-- JOB 1 --
Report how many lines of the rows below contain the word "crest", and give only that number.

-- EXTRACT TO READ --
::::::::

Jonathan Shapiro has just written a nice comparison between Coyotos, CapROS (née Eros) and Keykos. The comparison is a work in progress and I wish I had a similar record of Gnosis-Keykos development ideas. Here are a few pertinent and impertinent counter comments, mostly favorable. I italicize text from the comparison which may be used to find by searching, the text commented upon.

I think that software verification techniques will pay off sometime and they are indeed a worthy research goal. I hope they do not excessively delay the system.

I am very pleased that plans currently include persistence. The NCSC people were enthusiastic about not having to consider how to recover an evolved secure state.

Indeed Keykos has nodes with 16 slots for 16 capabilities. 16 was a somewhat magic number in the 370 architecture. log2log216 is an integer too. The cleavage points in the virtual address were on 4 bit nibbles. Wimpy arguments all; most of them receded on subsequent architectures.

The wrapper function of the Keykos red segment was a discovered pattern. Coyotos has rationalized this pattern.

Overuse of nodes was considered a virtue. It allowed the mantra “All state is in pages and nodes.”. The several uses of nodes known to the kernel added some hair as those nodes were prepared for their special functions. It was an abstraction within an abstraction. This was indeed extra TCB hair but infrequently executed. The extra hair was somewhat counterbalanced by simplicity in:

The note about Size Partitioning is certainly correct. I was enthusiastic about the speed at which one could find and modify all Keykos capabilities on the occasion of new kernel that required a new real key format. This was fast for they were in contiguous disk cylinders. One might take some applications out of service for only a few seconds to remap the world. We never did this, nor needed to.

That the height of a node should be an attribute of the node instead of an attribute of the capability naming the node caused us to invent the red segment node. That was a hack but it was also efficient considering the way we built memory trees. I am enthusiastic about powers of 2 for height.

::::::::

-- JOB 2 --
Set down the commentary above word for word, everything from "That the height" down to "2 for height.".

-- INFORMATION SUPPLIED --
::::::::

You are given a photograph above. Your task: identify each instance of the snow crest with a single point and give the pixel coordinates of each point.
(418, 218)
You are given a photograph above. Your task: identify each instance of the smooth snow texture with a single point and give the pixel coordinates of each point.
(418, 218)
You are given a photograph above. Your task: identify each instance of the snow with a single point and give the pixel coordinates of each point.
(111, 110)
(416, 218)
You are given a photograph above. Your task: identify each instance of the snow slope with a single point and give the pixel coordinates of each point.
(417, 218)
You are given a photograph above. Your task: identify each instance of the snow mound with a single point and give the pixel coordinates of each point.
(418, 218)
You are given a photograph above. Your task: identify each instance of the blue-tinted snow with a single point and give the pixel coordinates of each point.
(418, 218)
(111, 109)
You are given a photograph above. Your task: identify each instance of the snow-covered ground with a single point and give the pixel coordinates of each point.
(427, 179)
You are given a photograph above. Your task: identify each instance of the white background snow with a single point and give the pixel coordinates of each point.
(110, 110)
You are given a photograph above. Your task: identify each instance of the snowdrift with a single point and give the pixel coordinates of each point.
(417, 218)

::::::::

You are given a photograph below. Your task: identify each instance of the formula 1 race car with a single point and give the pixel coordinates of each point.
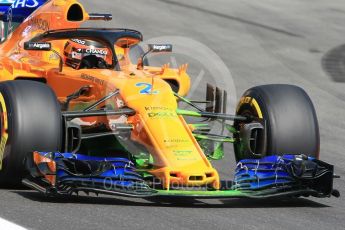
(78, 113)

::::::::

-- CORRECT OUTPUT 1 --
1

-- CORRECT OUTPUT 2 --
That the height of a node should be an attribute of the node instead of an attribute of the capability naming the node caused us to invent the red segment node. That was a hack but it was also efficient considering the way we built memory trees. I am enthusiastic about powers of 2 for height.